TRAVAIL DEMANDÉ.
Répondez aux questions suivantes sur le billet consacré à la procrastination.
1. Quel sens le billet donne-t-il au mot latin « crastinus » ?
2. Quel terme le billet attribue-t-il à Aristote pour désigner ce comportement ?
3. Qu'arrivait-il parfois à Marie avec la lettre de l'amende ?

EXTRAIT.
Je, tu, il/elle procrastine …


Quel meilleur sujet que la procrastination pour reprendre ce blog ? Voilà en effet des mois que je l’ai abandonné. Des semaines que j’ai envie d’y revenir. Des jours que je pense à le faire. Et des heures que je tourne autour …
C’est exactement ça la procrastination : expérimenter son propre rapport au temps et, souvent, remettre au lendemain (« crastinus » en latin) ce qu’on pourrait faire le jour même. En tout cas, c’est la définition commune. Pour un philosophe comme Aristote, ce serait plutôt de l’ « acrasie », c’est-à-dire un manque de maitrise de soi, un échec de la volonté allant à l’encontre de son meilleur jugement. Pour les psychologues, c’est un retard inutile mais volontaire malgré des conséquences potentiellement négatives. Et pour les économistes, c’est un comportement irrationnel, puisqu’il conduit à retarder un bénéfice immédiat malgré un coût équivalent.
Sauf que … sauf que nous ne sommes pas toujours des êtres rationnels. Prenons un exemple – au hasard : ma chère et tendre. Après avoir reçu une amende, Marie ma compagne a(vait) en effet la fâcheuse habitude de retarder encore et encore son règlement. Jusqu’à parfois garder la lettre dans son sac et la poster si tard que l’amende en soit majorée ! Un travers qui a(vait) le don de m’énerver, moi qui à l’inverse aurais plutôt tendance à m’en débarrasser au plus vite pour passer à autre chose.

MATÉRIEL PRÉSENTÉ.
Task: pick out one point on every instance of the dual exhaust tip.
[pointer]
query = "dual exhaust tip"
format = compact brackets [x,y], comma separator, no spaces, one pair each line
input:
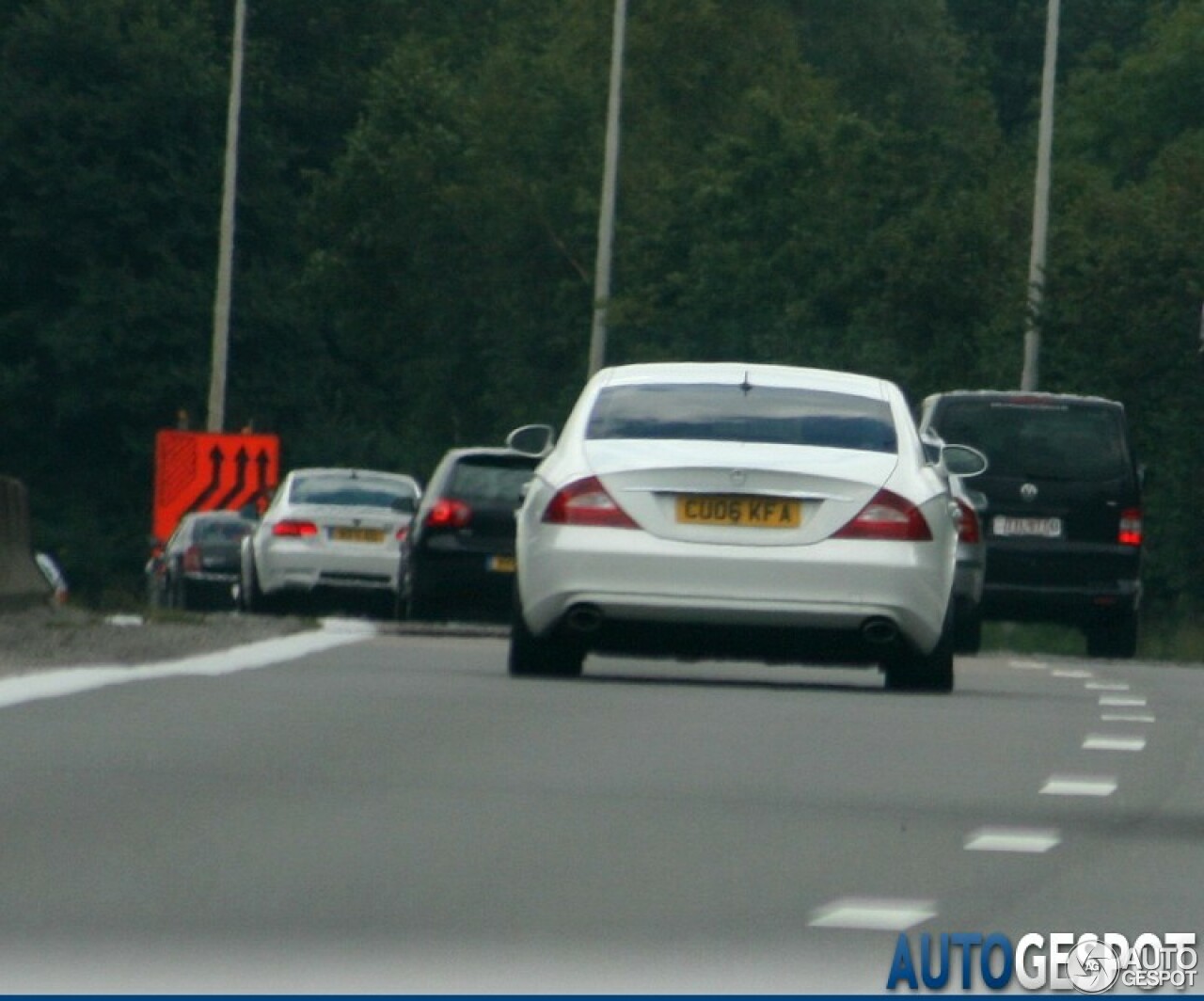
[584,619]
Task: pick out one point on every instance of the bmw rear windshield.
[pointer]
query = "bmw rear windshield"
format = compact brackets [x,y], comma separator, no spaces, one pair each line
[743,413]
[1041,439]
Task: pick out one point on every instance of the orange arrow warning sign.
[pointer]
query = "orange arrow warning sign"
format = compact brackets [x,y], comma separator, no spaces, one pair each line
[209,471]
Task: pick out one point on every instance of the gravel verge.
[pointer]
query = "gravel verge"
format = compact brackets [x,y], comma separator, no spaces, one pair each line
[43,637]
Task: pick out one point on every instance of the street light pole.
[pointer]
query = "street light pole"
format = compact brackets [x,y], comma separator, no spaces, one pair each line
[226,235]
[1030,376]
[610,179]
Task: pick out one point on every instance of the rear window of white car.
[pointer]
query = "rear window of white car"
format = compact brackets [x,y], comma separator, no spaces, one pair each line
[743,413]
[353,492]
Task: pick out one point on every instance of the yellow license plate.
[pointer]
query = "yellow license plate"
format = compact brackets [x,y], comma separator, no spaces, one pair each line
[740,511]
[357,535]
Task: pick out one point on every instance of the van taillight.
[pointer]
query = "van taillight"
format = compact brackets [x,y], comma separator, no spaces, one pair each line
[1131,527]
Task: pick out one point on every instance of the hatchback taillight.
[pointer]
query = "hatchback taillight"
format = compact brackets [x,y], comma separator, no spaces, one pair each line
[1131,527]
[450,514]
[587,502]
[888,516]
[968,528]
[293,529]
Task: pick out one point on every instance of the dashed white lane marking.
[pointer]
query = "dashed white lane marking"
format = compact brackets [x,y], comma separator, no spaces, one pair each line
[71,681]
[873,914]
[1122,701]
[1079,786]
[1113,742]
[1031,840]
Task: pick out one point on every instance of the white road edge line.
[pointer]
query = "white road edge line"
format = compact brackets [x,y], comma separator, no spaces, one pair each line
[71,681]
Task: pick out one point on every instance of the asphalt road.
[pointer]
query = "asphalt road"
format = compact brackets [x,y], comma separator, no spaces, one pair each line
[396,815]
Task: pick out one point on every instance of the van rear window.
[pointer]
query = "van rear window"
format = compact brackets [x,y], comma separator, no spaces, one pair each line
[1060,441]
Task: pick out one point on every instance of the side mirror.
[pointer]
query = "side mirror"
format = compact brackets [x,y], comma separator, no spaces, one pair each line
[531,439]
[962,460]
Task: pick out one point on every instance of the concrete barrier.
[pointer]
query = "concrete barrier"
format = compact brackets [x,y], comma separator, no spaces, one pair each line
[22,584]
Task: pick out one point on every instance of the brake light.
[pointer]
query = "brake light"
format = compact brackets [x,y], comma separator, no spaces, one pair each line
[1131,527]
[587,502]
[968,528]
[888,516]
[450,514]
[293,529]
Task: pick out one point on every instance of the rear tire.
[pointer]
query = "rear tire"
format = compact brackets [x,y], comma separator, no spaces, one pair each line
[912,671]
[542,657]
[1115,639]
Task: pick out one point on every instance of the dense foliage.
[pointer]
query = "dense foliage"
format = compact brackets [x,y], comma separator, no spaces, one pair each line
[839,184]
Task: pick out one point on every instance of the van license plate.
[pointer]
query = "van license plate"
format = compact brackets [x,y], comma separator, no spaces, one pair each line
[1026,528]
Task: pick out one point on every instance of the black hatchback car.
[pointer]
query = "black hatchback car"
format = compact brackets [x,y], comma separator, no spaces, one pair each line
[198,566]
[458,559]
[1063,508]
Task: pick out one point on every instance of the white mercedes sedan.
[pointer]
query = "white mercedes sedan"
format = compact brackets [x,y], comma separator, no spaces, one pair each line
[332,532]
[752,512]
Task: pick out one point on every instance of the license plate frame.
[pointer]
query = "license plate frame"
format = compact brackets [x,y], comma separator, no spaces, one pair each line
[357,535]
[1009,527]
[742,511]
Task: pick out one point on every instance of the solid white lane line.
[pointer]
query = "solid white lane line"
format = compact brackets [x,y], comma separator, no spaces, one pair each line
[1079,786]
[1031,840]
[873,914]
[71,681]
[1113,742]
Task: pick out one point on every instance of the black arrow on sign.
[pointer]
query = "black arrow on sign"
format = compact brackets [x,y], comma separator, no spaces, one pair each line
[240,478]
[215,459]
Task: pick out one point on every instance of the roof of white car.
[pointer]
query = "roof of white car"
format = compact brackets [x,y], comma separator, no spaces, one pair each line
[739,373]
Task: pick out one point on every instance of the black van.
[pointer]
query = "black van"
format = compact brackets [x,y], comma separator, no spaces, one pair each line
[1063,514]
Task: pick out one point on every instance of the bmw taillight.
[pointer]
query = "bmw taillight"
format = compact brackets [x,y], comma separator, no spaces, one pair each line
[292,528]
[888,516]
[1131,527]
[968,528]
[448,514]
[587,502]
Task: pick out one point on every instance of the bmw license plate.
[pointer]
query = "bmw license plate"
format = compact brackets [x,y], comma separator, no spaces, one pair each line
[346,533]
[1026,528]
[738,510]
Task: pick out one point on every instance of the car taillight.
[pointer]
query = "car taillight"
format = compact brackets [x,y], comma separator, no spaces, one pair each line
[968,528]
[888,516]
[1131,527]
[448,514]
[293,529]
[587,502]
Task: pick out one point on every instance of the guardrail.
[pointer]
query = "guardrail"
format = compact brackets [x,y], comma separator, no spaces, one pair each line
[22,584]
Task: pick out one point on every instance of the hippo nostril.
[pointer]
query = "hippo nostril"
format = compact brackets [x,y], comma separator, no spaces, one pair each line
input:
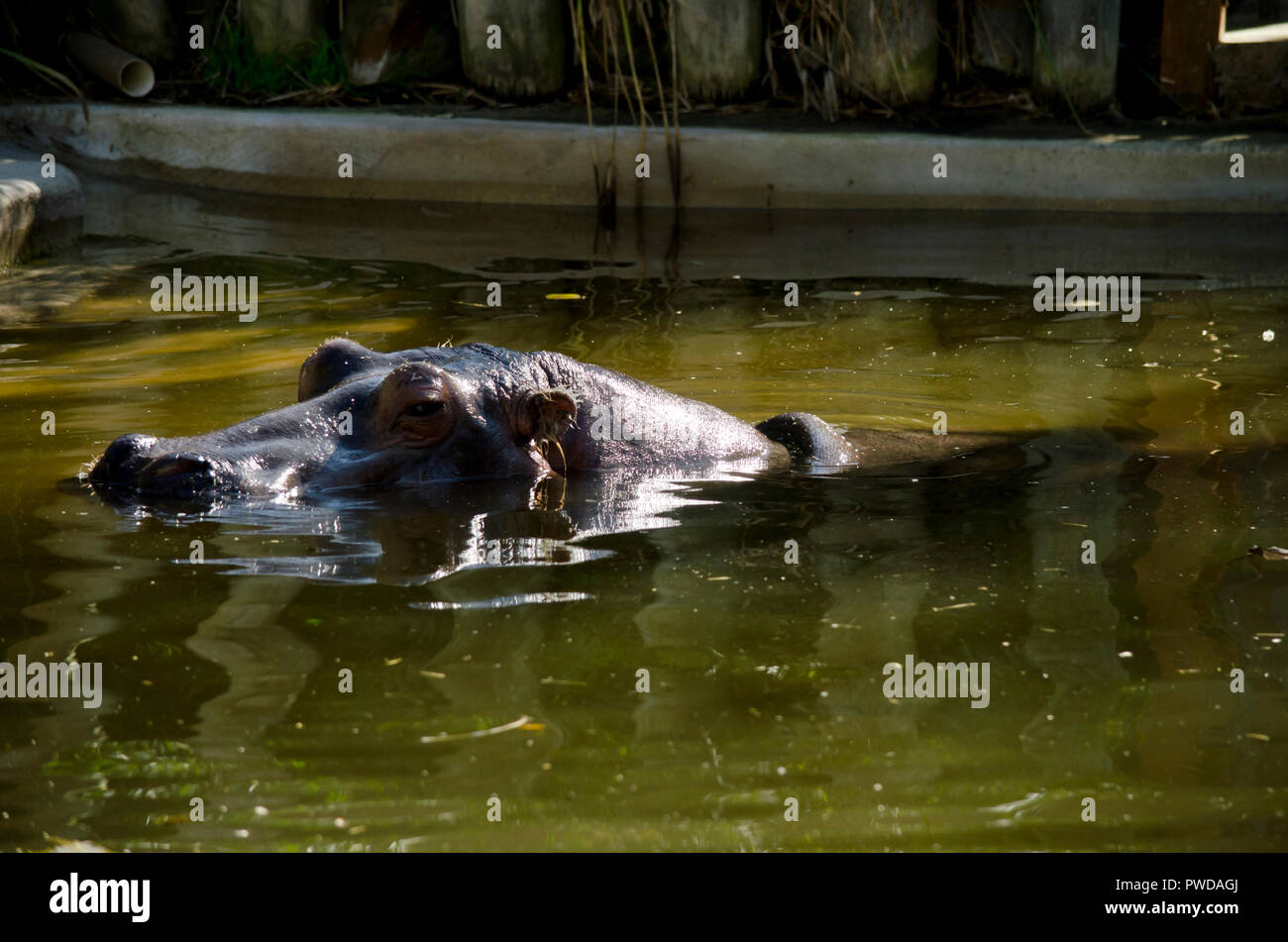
[123,457]
[178,464]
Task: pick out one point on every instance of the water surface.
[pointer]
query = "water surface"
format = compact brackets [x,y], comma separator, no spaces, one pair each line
[488,607]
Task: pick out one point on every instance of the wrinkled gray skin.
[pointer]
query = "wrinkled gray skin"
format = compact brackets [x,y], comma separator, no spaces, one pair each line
[450,413]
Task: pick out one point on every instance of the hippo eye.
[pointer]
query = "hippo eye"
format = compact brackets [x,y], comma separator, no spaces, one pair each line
[424,409]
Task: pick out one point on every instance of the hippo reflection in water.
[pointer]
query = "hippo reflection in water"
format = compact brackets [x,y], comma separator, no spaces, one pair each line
[477,411]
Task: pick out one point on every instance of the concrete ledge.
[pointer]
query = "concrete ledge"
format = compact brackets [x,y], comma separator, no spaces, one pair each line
[496,161]
[38,215]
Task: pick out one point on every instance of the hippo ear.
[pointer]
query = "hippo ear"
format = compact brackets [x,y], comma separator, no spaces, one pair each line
[544,414]
[333,364]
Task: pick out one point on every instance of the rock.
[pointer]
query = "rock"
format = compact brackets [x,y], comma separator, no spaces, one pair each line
[143,27]
[1063,65]
[282,29]
[719,47]
[513,48]
[38,215]
[1001,37]
[896,55]
[384,40]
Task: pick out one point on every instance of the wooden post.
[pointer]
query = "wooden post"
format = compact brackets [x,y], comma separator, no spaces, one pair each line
[1064,62]
[896,55]
[513,47]
[719,47]
[1189,34]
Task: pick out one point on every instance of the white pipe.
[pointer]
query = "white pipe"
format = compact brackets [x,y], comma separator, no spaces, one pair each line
[128,72]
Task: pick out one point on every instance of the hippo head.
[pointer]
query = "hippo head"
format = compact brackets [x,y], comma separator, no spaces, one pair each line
[365,417]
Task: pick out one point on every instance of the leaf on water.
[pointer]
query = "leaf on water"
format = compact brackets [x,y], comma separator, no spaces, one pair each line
[459,736]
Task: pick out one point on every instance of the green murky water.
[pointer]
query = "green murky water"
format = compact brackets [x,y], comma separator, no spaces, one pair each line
[477,613]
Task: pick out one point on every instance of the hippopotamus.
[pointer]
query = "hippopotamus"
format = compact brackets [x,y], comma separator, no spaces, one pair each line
[436,413]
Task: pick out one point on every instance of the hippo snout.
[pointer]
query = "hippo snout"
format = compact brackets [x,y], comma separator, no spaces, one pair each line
[132,461]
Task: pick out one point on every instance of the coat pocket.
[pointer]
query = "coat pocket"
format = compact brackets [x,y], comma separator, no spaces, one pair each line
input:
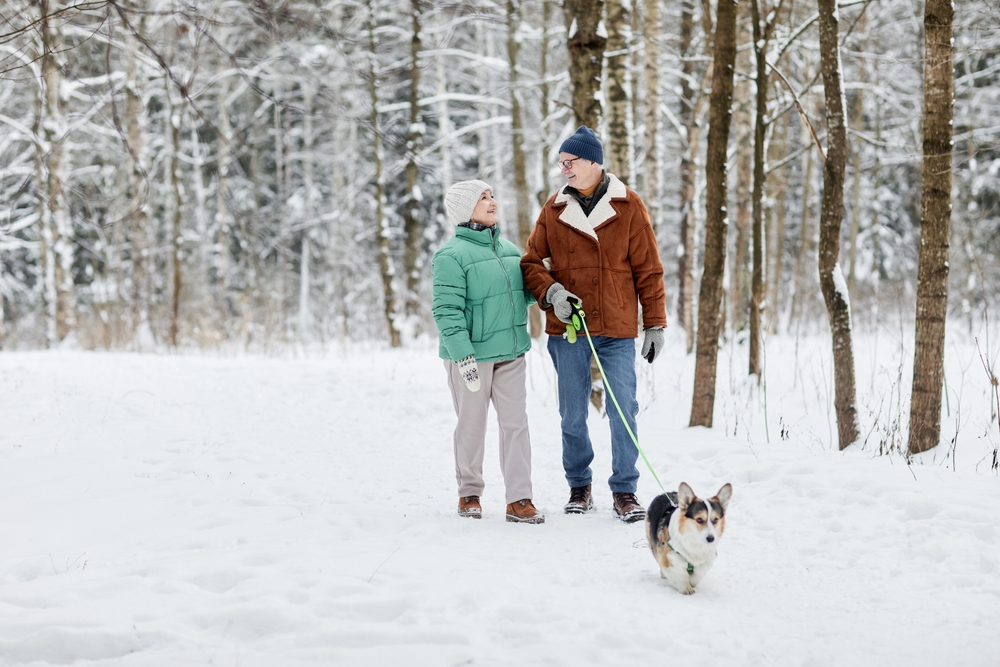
[476,332]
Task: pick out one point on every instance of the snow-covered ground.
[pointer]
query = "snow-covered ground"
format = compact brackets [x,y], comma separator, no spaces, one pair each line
[239,510]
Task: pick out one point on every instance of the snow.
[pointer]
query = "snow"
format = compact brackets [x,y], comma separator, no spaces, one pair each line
[259,511]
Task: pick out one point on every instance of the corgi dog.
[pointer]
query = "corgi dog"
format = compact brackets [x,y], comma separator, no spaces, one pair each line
[683,531]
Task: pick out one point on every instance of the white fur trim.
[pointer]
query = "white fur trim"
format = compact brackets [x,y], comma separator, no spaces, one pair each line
[572,214]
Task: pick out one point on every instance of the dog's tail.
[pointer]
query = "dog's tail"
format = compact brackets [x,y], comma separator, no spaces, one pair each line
[658,517]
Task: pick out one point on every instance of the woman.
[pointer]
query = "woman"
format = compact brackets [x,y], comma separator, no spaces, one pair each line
[481,310]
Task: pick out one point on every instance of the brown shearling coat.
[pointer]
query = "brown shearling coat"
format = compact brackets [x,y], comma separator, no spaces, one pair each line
[609,259]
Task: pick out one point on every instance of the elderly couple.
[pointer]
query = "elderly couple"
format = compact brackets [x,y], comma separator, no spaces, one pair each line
[592,245]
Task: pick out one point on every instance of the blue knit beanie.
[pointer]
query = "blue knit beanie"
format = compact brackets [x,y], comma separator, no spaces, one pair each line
[584,143]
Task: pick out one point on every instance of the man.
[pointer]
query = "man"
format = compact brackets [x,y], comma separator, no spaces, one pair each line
[593,245]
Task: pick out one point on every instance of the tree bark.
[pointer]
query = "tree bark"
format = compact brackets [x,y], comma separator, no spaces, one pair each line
[831,277]
[807,237]
[619,135]
[522,208]
[716,219]
[761,37]
[138,184]
[652,28]
[739,272]
[935,227]
[56,215]
[776,237]
[586,42]
[176,208]
[381,222]
[308,215]
[857,121]
[688,115]
[546,107]
[412,201]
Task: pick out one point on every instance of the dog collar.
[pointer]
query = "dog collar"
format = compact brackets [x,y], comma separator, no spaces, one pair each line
[690,566]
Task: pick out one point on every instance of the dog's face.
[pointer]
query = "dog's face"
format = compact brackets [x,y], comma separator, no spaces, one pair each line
[701,522]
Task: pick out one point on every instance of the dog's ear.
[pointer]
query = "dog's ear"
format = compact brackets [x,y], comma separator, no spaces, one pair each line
[724,494]
[685,496]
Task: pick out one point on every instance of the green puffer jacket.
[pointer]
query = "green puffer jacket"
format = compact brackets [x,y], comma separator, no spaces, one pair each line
[480,303]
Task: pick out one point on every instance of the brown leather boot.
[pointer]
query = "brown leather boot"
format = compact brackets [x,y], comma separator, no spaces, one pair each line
[469,506]
[627,507]
[523,511]
[580,500]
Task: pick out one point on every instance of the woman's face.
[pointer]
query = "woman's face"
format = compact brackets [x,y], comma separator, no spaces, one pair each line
[485,212]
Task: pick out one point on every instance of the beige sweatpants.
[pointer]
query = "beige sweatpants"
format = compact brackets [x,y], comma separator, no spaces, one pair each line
[503,385]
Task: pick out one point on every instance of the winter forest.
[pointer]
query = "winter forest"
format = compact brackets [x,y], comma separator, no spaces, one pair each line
[180,174]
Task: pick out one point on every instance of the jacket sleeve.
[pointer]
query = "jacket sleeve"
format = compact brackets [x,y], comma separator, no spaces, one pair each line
[537,278]
[647,270]
[448,306]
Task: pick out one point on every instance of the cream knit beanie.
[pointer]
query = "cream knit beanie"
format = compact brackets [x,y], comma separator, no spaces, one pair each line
[462,198]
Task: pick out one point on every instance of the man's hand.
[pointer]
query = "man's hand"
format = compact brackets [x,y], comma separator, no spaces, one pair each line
[559,298]
[652,343]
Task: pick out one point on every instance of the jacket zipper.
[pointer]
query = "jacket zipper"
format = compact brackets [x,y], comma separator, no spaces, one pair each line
[510,292]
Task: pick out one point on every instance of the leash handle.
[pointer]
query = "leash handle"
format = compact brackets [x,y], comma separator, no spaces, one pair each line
[607,385]
[576,320]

RÉSULTAT.
1. Le lendemain.
2. L'« acrasie », c'est-à-dire un manque de maîtrise de soi.
3. Elle gardait la lettre dans son sac et la postait si tard que l'amende était majorée.